▶ _Fonte_

Tiago Coelho - Do Portal

28/05/2012

Tiago Coelho

O turbilhão financeiro provocado pela crise europeia não deixará um país a salvo, acredita boa parte dos analistas. A cada vez mais provável saída grega da zona do euro e a confirmação, quinta-feira passada, do pior nível de atividade econômica do continente nos últimos três anos apontam para um contágio mundial extenso. Ou "dramático", como avalia o economista e professor da PUC-Rio Luiz Roberto Cunha. "Se a Grécia deixar o bloco, o mundo todo será abalado, numa versão piorada da crise de 2008", projeta. A saída, segundo ele, é o equilíbrio entre os modelos de austeridade monetária proposta pela Alemanha e o mais voltado ao crescimento e ao bem-estar social. Embora descarte a imunidade brasileira, o decano do Centro de Ciências Sociais (CCS) acredita que o país tem condições de superar os ventos externos desfavoráveis, inclusive o freio dos investimentos estrangeiros. Em entrevista ao Portal, Cunha afirma que o pacote de estimulo ao consumo interno e a luta pela queda nos juros deixarão o Brasil "um pouco mais confortável". O analista ressalva, no entanto, que a retração econômica da China e as barreiras alfandegárias na Argentina são pedras no caminho ao "pleno desenvolvimento", para o qual "precisamos criar uma poupança interna".

Portal PUC-Rio Digital: Em busca de soluções para a crise, a Europa beira o impasse entre a austeridade econômica proposta pela premier alemã, da Angela Merkel, e a corrente que defende medidas voltadas ao crescimento e ao bem-estar social, da qual faz parte o presidente recém-eleito da França, François Hollande. Na opinião do senhor, que modelo se mostra mais adequado?

Luiz Roberto Cunha: A questão dos dois modelos é irrelevante neste momento. Se a crise na Europa criar uma ruptura interna, como a saída da Grécia do bloco, vai abalar o mundo todo de uma forma dramática. Será uma repetição piorada da crise de 2008, que fez com que todas as economias do mundo sofressem fortemente a queda da produção e o aumento do desemprego. Mas em 2008 foi uma crise do mercado financeiro, agora é uma crise dos países. O modelo dos benefícios sociais da Europa infelizmente acabou, ficou infinanciável. Não há mais condições de os países da Europa terem um volume de recursos que eles aportavam para manter os benefícios sociais. Um país como a Grécia tem uma estrutura de Estado muito ineficiente. Gastou muito, não só no quadro social. Para se ter uma noção, na igreja ortodoxa grega o clero recebe dinheiro do Estado. O Banco Central Europeu deixou isso acontecer culminando na crise.

▶ _Material fornecido_
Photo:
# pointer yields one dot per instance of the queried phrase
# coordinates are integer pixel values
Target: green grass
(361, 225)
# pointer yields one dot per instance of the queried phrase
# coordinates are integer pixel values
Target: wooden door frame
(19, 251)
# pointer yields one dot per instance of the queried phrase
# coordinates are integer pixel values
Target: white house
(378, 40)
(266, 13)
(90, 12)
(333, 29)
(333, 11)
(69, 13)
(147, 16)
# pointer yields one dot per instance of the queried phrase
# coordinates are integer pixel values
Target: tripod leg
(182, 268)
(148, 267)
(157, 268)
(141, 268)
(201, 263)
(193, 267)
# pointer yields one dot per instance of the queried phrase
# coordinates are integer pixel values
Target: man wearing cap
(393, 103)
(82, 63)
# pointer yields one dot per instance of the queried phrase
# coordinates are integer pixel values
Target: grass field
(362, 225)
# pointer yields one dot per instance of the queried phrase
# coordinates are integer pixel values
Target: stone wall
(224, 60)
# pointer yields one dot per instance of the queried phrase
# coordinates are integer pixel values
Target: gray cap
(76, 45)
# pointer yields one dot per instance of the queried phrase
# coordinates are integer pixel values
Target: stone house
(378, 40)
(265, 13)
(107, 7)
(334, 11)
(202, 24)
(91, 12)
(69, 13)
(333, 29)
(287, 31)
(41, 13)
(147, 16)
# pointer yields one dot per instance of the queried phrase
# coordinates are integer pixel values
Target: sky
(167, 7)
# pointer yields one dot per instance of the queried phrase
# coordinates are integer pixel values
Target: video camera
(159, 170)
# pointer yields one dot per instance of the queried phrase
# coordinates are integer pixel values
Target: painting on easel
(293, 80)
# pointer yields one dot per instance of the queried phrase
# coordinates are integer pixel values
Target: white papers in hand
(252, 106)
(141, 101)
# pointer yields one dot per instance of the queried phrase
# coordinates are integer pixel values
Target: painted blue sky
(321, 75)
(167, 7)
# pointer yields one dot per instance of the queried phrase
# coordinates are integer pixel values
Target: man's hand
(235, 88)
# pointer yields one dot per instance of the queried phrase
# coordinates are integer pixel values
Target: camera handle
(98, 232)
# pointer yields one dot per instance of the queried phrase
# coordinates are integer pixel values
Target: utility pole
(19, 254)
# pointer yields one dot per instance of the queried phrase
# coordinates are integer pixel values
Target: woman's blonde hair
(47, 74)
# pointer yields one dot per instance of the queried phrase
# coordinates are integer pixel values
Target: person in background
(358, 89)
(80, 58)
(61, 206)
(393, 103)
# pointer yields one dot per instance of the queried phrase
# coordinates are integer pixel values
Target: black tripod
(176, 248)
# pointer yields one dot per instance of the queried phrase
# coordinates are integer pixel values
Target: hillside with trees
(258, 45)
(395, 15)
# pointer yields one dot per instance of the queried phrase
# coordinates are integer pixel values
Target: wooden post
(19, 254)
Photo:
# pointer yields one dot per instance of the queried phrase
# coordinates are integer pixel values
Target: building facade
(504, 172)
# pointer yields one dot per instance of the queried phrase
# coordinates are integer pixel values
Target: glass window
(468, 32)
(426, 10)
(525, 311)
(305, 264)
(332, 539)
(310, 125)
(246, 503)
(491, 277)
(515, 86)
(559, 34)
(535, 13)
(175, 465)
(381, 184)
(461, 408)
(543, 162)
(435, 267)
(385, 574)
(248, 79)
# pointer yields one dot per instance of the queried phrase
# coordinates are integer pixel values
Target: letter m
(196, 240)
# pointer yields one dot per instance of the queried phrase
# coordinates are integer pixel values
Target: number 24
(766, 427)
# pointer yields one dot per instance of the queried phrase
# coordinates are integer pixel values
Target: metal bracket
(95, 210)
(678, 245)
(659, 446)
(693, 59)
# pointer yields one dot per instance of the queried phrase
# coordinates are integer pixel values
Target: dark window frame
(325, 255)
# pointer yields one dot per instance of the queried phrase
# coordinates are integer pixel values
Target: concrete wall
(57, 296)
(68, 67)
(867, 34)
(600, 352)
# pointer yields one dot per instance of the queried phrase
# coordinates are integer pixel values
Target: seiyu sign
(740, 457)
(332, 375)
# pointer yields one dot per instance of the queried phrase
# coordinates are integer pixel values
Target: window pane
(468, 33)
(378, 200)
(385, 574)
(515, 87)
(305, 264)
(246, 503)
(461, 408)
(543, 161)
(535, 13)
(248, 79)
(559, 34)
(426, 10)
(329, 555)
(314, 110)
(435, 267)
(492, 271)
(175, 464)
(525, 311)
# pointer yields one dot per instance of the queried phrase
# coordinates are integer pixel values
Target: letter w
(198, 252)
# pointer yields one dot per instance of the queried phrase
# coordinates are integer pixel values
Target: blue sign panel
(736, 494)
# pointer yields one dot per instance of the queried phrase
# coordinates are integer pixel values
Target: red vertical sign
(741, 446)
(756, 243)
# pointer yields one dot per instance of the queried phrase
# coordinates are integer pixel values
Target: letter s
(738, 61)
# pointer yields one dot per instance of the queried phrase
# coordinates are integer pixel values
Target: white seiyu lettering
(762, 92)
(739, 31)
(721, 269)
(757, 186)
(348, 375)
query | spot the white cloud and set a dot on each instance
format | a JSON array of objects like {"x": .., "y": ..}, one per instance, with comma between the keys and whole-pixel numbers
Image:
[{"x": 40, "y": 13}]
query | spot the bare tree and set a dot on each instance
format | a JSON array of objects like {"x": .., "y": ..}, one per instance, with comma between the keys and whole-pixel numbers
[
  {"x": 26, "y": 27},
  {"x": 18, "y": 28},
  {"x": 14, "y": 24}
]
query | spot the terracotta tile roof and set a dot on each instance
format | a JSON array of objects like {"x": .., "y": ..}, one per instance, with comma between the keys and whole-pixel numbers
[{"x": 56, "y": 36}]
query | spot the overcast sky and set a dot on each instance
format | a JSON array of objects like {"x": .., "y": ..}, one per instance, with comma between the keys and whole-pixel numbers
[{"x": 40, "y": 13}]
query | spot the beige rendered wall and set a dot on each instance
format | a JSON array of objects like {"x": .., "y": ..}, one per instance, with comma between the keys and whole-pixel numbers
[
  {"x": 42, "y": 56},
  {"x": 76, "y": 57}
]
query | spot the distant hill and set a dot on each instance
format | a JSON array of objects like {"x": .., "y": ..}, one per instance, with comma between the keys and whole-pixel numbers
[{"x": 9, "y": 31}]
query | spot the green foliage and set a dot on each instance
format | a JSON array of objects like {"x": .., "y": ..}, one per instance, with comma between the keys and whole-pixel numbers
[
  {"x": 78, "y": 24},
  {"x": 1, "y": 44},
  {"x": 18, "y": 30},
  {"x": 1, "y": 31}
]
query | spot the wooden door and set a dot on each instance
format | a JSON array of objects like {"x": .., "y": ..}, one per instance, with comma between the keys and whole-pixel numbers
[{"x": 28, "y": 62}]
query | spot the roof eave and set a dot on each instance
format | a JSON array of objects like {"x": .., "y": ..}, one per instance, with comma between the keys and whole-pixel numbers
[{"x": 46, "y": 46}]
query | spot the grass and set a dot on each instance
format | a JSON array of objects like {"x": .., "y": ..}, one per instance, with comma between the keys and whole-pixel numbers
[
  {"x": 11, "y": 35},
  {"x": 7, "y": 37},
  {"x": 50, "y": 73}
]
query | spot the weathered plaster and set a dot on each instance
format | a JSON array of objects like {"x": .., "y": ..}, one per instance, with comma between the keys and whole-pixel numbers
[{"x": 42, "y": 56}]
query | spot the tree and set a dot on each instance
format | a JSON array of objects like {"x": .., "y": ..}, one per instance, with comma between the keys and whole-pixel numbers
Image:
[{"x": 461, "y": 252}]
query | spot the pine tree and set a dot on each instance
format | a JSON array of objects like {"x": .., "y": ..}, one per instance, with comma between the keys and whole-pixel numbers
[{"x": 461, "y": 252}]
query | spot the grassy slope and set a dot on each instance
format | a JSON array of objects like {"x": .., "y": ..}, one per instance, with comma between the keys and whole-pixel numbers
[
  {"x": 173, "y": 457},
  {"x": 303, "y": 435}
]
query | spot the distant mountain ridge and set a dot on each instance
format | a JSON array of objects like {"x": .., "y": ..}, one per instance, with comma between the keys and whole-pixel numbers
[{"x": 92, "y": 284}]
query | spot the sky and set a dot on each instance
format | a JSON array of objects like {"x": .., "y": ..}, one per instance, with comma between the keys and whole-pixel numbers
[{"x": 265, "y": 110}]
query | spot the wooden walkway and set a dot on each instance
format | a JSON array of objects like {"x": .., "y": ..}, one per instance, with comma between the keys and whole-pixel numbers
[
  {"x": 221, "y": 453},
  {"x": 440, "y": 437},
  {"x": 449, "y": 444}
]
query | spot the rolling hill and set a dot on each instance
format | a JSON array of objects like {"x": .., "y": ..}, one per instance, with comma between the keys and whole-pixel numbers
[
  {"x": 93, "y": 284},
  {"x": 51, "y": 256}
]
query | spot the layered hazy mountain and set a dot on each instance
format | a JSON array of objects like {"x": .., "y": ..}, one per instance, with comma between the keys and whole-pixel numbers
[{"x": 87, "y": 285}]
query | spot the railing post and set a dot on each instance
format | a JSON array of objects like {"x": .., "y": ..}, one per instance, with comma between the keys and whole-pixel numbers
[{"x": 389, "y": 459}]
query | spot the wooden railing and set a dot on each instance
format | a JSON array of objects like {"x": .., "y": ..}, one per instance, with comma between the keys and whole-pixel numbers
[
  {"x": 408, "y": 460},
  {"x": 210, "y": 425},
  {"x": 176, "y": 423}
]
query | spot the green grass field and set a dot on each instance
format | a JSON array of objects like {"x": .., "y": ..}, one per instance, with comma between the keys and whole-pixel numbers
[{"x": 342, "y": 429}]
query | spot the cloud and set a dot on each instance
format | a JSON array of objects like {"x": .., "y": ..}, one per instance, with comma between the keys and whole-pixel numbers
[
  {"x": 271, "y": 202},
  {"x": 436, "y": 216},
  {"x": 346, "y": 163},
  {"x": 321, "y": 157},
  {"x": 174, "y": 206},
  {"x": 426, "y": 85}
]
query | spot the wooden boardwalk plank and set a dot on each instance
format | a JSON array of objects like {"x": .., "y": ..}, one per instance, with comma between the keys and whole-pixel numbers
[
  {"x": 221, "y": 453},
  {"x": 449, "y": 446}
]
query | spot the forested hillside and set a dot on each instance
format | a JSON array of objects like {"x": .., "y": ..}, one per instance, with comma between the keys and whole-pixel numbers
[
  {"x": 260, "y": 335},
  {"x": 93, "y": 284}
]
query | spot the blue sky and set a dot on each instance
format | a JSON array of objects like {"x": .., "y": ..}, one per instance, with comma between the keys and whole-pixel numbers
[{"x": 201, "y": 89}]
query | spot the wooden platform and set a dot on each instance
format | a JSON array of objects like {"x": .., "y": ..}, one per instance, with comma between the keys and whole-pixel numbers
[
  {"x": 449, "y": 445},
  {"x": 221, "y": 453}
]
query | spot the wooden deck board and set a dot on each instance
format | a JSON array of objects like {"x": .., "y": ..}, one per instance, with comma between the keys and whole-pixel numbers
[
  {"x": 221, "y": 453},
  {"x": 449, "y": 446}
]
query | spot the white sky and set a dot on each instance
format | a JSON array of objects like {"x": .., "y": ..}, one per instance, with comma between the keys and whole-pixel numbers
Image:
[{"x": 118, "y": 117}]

▶ _Exercício 1_
Transcreva da entrevista sobre a crise europeia o trecho que vai de "Portal PUC-Rio Digital: Em" até "mostra mais adequado?".
▶ _Exercício 2_
Segundo a entrevista sobre a crise europeia, quem recebe dinheiro do Estado na igreja ortodoxa grega?

▶ _Resolução completa 1_
Portal PUC-Rio Digital: Em busca de soluções para a crise, a Europa beira o impasse entre a austeridade econômica proposta pela premier alemã, da Angela Merkel, e a corrente que defende medidas voltadas ao crescimento e ao bem-estar social, da qual faz parte o presidente recém-eleito da França, François Hollande. Na opinião do senhor, que modelo se mostra mais adequado?

▶ _Resolução completa 2_
O clero.